▶ Exercise aim
Convert every line of the data below into a numbered list and leave out any blank lines.

* begin Data excerpts *

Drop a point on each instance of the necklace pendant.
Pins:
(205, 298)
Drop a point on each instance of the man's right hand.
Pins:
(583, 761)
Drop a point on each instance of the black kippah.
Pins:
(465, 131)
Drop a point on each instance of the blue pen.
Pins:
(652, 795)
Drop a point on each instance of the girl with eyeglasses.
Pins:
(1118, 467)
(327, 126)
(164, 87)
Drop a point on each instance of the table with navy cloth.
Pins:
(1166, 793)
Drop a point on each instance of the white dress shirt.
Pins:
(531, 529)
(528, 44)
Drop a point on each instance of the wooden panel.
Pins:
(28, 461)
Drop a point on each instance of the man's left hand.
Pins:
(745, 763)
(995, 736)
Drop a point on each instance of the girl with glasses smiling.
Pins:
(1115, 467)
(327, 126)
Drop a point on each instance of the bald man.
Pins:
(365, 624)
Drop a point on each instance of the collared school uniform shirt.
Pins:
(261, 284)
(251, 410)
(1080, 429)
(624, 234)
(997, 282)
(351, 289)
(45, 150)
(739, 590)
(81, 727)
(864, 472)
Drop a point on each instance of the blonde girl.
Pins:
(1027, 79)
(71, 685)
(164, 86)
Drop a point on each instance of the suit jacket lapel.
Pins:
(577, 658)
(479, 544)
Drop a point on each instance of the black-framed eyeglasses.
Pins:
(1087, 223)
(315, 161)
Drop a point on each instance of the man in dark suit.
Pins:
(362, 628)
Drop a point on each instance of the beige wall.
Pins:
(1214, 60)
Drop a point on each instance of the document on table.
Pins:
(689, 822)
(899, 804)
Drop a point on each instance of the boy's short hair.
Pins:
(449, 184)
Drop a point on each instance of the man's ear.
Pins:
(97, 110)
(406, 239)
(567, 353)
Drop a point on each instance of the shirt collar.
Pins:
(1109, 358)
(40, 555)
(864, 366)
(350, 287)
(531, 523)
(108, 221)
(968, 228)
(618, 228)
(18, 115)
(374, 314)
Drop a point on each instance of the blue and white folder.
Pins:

* end Data excerpts *

▶ Result below
1. Drop a point on each instance of the necklace pendant.
2. Pins:
3. (205, 298)
4. Drop a point on each instance of the man's right hand.
5. Pins:
6. (583, 761)
7. Drop a point on each instance of the black kippah.
8. Pins:
9. (465, 131)
10. Drop a point on each instance of the blue pen.
11. Pins:
12. (652, 795)
13. Drop a point on each instance of the girl with eyeglasses.
14. Pins:
15. (1118, 467)
16. (327, 126)
17. (164, 87)
18. Drop a point on each instance of the table with navy cloth.
19. Pins:
20. (1166, 793)
21. Drop a point on each instance of the white dress shirt.
22. Pins:
23. (531, 529)
24. (528, 44)
25. Drop a point on each instance of the wooden panel.
26. Pins:
27. (28, 461)
28. Drop a point on each instance of the man's left hand.
29. Pins:
30. (745, 763)
31. (995, 736)
32. Drop a point on each instance of the girl with glasses smiling.
33. Pins:
34. (1115, 467)
35. (327, 126)
36. Drop a point on each instance of the bald man.
37. Pins:
38. (365, 624)
39. Drop a point on each instance of the collared school uniform shirt.
40. Pins:
41. (261, 284)
42. (251, 410)
43. (1080, 429)
44. (624, 234)
45. (997, 282)
46. (351, 289)
47. (45, 150)
48. (739, 590)
49. (81, 727)
50. (864, 472)
51. Drop a point on each instance of the blonde girl.
52. Pins:
53. (1027, 79)
54. (71, 685)
55. (164, 86)
56. Drop a point on each instance of the suit jacket lapel.
57. Pins:
58. (577, 658)
59. (479, 544)
60. Drop a point on each instance of the black-framed eyeglasses.
61. Pins:
62. (1087, 223)
63. (315, 161)
64. Drop a point on each instance of the man in dark suit.
65. Pins:
66. (362, 628)
67. Drop a point on each instance of the beige wall.
68. Pins:
69. (1214, 60)
70. Drop a point on each instance of the document on table.
71. Pins:
72. (689, 822)
73. (899, 804)
74. Drop a point on each instance of the boy's short hair.
75. Pins:
76. (449, 184)
77. Drop a point on each instance of the man's ear.
78. Pins:
79. (97, 110)
80. (406, 239)
81. (567, 353)
82. Drop a point on each instance of the shirt collar.
83. Pins:
84. (1109, 358)
85. (40, 555)
86. (864, 366)
87. (350, 287)
88. (531, 523)
89. (108, 221)
90. (968, 228)
91. (618, 228)
92. (18, 115)
93. (374, 314)
94. Drop a point on each instance of the blue and white folder.
95. Pins:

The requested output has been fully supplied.